- [Texte fourni]:
━━━━━━━━

Oui, il est possible d’aimer profondément son partenaire et pourtant ne plus (ou jamais) ressentir de désir sexuel à son égard. Cette dissociation, loin d’être rare, n’a rien d’une anomalie honteuse : elle traduit la complexité de nos liens affectifs et de notre sexualité, façonnés par de multiples facteurs psychiques, physiologiques et sociaux. Oser la nommer, c’est déjà se libérer d’un poids.

En bref

  • Aimer sans désirer est une expérience humaine fréquente, souvent source de culpabilité mais pleinement légitime.
  • Les causes sont multiples : personnelles, relationnelles, hormonales ou liées au contexte de vie.
  • Des solutions existent : dialogue ouvert, reconnexion à soi, accompagnement thérapeutique, et parfois, redéfinition de l’intimité.
  • Le premier pas : déculpabiliser, puis oser en parler, pour retrouver un équilibre respectueux de chacun.

Amour et désir : deux réalités qui peuvent se dissocier

Nous vivons dans une société où la fusion entre amour et désir est souvent érigée en norme absolue. Pourtant, en tant que psychologue, je constate régulièrement ce paradoxe : on peut aimer sans désirer, et désirer sans aimer. L’attachement émotionnel naît d’une histoire, d’une tendresse, d’un sentiment de sécurité, alors que le désir sexuel relève d’une dynamique plus mystérieuse, portée par l’excitation, la nouveauté, le fantasme.

Autrement dit : aimer, c’est vouloir le bonheur de l’autre, partager, soutenir, se sentir en connivence. Désirer, c’est être traversé par une énergie érotique, qui ne se décrète pas et ne se contrôle guère. Ces deux dimensions reposent sur des circuits cérébraux distincts. Il est donc profondément illusoire (et même douloureux) de s’imposer la dictature d’un désir qui ne vient pas.

Je pense à cette patiente qui partageait une complicité lumineuse avec son compagnon, le décrivant comme son roc, mais dont l’élan charnel s’était éteint, sans raison apparente. Son histoire est loin d’être isolée : près de la moitié des couples traverseront, un jour ou l’autre, ce type de décalage.

━━━━━━━━

- [Ensemble d'enregistrements]:
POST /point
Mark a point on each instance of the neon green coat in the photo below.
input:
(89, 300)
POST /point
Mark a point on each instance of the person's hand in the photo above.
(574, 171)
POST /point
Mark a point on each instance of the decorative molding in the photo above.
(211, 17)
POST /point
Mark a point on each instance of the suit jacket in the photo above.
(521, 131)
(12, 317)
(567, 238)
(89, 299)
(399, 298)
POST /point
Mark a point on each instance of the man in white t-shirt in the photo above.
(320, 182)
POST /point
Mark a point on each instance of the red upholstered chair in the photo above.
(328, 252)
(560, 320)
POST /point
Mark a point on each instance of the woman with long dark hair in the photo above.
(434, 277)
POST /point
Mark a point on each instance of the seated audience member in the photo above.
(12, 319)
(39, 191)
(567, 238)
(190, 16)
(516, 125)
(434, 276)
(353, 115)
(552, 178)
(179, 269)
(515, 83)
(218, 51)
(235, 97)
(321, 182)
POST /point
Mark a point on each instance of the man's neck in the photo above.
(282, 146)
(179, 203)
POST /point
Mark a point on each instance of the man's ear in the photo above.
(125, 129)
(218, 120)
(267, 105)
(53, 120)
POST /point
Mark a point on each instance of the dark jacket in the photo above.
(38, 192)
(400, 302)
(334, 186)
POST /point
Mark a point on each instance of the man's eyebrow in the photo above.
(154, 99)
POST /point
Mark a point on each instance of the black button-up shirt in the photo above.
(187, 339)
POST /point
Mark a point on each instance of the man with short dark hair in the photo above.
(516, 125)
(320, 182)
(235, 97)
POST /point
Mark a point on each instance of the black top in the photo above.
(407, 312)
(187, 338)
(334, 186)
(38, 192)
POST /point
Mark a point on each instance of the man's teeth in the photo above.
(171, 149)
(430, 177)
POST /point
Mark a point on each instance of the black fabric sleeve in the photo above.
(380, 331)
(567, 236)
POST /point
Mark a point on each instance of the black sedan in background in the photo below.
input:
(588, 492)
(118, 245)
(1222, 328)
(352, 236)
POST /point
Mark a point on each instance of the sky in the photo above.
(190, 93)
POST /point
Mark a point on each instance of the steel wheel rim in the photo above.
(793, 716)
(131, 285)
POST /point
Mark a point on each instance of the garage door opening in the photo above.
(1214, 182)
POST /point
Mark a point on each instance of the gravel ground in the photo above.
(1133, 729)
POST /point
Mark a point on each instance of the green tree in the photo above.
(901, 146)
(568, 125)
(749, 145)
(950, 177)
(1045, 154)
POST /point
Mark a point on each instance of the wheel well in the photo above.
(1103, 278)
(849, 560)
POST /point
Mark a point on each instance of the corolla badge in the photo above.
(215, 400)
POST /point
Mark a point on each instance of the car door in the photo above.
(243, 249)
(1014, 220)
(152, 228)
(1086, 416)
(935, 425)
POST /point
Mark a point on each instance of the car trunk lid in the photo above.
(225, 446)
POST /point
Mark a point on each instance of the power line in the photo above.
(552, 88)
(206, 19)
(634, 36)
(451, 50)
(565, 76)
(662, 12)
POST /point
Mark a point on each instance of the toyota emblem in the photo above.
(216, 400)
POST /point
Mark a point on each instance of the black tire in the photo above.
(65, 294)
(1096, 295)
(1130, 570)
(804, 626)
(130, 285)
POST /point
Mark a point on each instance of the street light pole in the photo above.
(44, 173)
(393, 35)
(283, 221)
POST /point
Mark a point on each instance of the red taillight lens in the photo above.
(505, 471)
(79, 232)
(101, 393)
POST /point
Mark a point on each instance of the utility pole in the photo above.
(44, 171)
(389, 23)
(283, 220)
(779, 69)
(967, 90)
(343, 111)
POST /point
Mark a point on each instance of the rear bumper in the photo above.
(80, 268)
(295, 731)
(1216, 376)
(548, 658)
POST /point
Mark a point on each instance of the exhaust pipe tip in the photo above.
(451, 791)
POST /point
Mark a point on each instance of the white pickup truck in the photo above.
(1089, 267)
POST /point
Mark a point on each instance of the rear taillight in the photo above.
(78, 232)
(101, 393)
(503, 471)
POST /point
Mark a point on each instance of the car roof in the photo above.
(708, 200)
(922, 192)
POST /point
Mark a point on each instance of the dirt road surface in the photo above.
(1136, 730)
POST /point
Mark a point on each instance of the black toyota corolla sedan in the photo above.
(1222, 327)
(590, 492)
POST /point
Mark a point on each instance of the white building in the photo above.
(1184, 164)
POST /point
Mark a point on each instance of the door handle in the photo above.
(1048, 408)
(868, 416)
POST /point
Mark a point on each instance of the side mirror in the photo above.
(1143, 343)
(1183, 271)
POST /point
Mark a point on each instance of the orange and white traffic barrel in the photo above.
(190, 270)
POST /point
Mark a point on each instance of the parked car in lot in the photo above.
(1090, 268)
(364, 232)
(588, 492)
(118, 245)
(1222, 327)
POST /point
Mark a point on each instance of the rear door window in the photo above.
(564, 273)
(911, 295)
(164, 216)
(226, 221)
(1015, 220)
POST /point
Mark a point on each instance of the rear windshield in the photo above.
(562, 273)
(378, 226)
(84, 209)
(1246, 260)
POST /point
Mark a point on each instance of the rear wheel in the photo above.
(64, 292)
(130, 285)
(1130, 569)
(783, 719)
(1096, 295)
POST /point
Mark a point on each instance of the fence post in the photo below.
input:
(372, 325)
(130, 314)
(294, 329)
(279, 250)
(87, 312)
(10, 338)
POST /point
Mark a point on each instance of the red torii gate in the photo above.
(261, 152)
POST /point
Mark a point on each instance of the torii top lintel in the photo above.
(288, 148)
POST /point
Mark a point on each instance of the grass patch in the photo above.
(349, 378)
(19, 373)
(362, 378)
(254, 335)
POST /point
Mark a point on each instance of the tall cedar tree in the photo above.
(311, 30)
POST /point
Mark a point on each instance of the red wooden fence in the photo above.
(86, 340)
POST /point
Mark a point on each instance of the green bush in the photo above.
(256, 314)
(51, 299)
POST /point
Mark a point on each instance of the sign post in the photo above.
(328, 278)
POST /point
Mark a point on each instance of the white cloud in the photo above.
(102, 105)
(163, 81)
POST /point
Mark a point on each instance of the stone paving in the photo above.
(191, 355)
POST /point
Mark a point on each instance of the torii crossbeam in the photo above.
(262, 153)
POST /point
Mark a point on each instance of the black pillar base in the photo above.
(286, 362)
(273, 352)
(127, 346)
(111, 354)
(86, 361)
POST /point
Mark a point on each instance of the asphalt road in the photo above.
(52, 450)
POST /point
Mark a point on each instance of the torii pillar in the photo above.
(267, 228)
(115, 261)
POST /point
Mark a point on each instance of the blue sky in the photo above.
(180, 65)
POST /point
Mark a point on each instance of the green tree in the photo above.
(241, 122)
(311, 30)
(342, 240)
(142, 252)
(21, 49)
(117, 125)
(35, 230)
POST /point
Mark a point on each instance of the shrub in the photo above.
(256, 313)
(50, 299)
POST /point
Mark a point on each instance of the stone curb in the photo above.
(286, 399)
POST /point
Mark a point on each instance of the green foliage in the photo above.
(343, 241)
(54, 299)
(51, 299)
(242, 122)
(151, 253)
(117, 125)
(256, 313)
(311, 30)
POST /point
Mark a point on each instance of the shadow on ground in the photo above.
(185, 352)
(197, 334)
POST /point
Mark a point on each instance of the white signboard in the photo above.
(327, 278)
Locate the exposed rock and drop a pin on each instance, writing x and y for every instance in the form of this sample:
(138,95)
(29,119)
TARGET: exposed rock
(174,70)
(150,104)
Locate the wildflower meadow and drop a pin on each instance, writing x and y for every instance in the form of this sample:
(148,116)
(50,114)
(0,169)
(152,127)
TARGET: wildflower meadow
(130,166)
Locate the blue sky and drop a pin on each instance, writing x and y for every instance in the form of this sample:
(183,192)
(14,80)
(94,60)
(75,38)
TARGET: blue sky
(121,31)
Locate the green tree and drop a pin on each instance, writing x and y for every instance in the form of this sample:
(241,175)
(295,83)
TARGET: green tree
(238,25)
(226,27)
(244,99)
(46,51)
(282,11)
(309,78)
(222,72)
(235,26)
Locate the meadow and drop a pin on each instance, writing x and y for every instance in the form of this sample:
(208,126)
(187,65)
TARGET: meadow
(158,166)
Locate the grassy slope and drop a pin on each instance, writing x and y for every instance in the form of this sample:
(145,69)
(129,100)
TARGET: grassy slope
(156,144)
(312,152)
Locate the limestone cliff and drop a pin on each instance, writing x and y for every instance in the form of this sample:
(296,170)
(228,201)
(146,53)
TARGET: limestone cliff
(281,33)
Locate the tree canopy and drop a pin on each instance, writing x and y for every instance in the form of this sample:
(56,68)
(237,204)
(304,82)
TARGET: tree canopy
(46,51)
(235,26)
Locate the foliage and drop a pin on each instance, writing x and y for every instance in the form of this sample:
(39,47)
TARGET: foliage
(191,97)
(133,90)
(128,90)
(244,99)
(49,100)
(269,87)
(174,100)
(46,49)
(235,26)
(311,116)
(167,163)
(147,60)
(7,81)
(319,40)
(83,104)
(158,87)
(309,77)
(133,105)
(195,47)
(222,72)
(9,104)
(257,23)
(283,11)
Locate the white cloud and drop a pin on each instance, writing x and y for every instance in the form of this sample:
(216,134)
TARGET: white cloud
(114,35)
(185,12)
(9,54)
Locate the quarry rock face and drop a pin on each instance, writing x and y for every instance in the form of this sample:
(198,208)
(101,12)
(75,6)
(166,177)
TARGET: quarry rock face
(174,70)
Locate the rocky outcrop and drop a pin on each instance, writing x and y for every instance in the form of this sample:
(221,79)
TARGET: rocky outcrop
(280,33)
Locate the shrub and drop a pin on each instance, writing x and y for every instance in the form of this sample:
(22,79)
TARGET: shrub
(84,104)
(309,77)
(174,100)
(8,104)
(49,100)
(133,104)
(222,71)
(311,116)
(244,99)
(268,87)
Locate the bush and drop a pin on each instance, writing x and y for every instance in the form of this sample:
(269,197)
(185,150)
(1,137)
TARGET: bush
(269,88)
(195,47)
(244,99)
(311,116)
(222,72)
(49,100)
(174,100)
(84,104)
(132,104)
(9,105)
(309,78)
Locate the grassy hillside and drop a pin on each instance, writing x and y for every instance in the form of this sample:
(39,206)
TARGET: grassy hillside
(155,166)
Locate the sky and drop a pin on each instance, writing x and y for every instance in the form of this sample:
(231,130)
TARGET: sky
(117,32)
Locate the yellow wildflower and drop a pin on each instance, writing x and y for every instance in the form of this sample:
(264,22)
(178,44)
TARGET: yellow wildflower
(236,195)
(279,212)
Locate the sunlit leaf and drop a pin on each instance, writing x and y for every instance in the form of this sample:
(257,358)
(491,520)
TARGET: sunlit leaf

━━━━━━━━

- [Travail demandé]: Dans le texte sur l'amour sans désir, relevez toutes les solutions énumérées après les mots « Des solutions existent ».

- [Corrigé]:
- dialogue ouvert
- reconnexion à soi
- accompagnement thérapeutique
- redéfinition de l'intimité